Manca poi un terzino sinistro che sappia innanzitutto difendere. Dobbiamo salvarci, non rappresentare un new deal di filosofia offensivista applicata al calcio, sebbene Fusco/Pecchia, per cultura calcistica, mirerebbero a questo. La campagna estiva – budget risicato a parte – e le scelte tecniche di questa prima parte di campionato rispecchiano questa loro presunzione pallonara. Pecchia fin dal ritiro era partito con l’idea di schierare terzini molto offensivi, a destra addirittura un’ala (Romulo) e a sinistra Souprayen, dignitoso negli affondi, da tregenda nei ripiegamenti, o Fares, ala pure lui. Gradualmente (ma anche in questo caso tardivamente) l’allenatore si è ravveduto, prima togliendo dai quattro Romulo, poi con il Milan arrivando a schierare a sinistra un terzino “marcatore”, Caceres, che ha giocato quasi a uomo su Suso. Cambia il calcio e gli allenatori da Sacchi in poi continuano a passare per demiurghi, ma un principio breriano è sempre valido: se sei più scarso prima devi pensare a non prenderle.

▶ [Estratti dei record]

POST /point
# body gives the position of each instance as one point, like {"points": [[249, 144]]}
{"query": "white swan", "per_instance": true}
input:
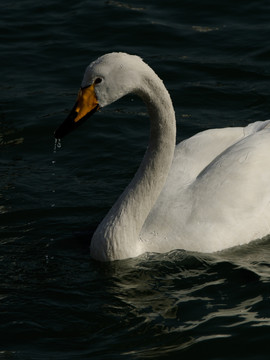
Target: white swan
{"points": [[206, 194]]}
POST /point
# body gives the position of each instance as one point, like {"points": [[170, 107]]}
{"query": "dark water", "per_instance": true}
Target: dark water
{"points": [[55, 302]]}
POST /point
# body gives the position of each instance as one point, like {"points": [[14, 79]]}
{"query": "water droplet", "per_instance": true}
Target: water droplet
{"points": [[57, 144]]}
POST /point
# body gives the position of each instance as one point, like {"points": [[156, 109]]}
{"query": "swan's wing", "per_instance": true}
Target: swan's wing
{"points": [[223, 195]]}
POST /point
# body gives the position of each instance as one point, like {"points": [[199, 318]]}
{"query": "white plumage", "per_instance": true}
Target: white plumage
{"points": [[208, 193]]}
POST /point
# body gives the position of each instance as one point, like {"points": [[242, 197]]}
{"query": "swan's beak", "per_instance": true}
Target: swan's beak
{"points": [[85, 106]]}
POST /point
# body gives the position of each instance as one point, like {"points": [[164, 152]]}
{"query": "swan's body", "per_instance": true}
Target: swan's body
{"points": [[206, 194]]}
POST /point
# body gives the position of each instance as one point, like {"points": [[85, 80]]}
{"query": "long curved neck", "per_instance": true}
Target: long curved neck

▶ [Descrizione del compito] Trascrivi per intero il testo selezionato, parola per parola e con la stessa punteggiatura.

▶ [Soluzione]
Manca poi un terzino sinistro che sappia innanzitutto difendere. Dobbiamo salvarci, non rappresentare un new deal di filosofia offensivista applicata al calcio, sebbene Fusco/Pecchia, per cultura calcistica, mirerebbero a questo. La campagna estiva – budget risicato a parte – e le scelte tecniche di questa prima parte di campionato rispecchiano questa loro presunzione pallonara. Pecchia fin dal ritiro era partito con l’idea di schierare terzini molto offensivi, a destra addirittura un’ala (Romulo) e a sinistra Souprayen, dignitoso negli affondi, da tregenda nei ripiegamenti, o Fares, ala pure lui. Gradualmente (ma anche in questo caso tardivamente) l’allenatore si è ravveduto, prima togliendo dai quattro Romulo, poi con il Milan arrivando a schierare a sinistra un terzino “marcatore”, Caceres, che ha giocato quasi a uomo su Suso. Cambia il calcio e gli allenatori da Sacchi in poi continuano a passare per demiurghi, ma un principio breriano è sempre valido: se sei più scarso prima devi pensare a non prenderle.